> [REQUIREMENTS] Find each line in the records below that contains the word "apiece", and copy those lines in full.

> [DATA ROWS]
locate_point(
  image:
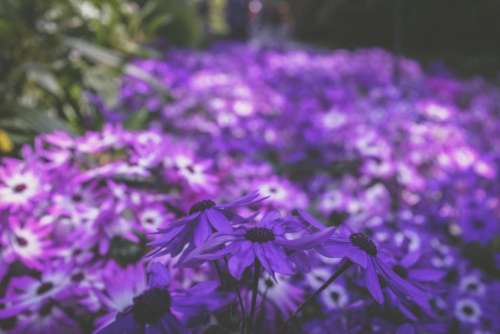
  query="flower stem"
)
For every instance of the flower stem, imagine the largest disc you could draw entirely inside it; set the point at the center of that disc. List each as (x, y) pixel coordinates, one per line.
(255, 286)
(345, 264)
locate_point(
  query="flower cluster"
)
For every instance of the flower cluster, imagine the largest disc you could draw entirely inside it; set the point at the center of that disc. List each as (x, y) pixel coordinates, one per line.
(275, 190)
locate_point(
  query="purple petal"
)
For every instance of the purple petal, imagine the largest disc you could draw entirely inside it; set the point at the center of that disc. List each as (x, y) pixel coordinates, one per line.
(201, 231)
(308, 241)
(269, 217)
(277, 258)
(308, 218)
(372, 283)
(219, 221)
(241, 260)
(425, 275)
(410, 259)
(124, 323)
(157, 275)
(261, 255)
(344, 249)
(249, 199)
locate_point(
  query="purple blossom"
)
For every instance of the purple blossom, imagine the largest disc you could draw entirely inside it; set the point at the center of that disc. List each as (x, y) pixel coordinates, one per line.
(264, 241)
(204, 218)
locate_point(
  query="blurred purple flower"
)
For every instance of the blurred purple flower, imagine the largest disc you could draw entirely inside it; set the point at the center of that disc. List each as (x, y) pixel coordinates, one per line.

--

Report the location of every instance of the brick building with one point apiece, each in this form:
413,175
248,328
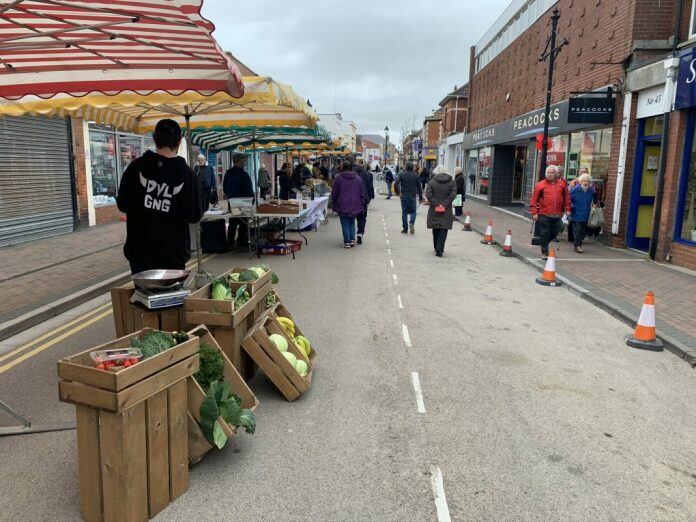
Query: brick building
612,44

--

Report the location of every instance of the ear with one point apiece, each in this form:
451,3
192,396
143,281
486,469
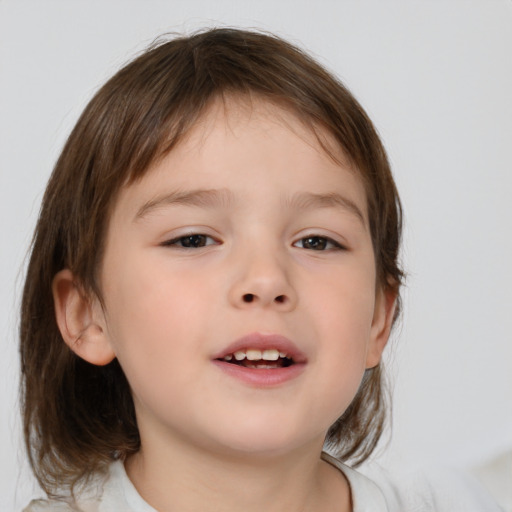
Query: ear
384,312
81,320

> [RESULT FOR THIS EXERCISE]
Report the location of every instance of the brick building with one point apiece, each in this form:
Report the location of every instance of the ear with one point apiece, each in this form:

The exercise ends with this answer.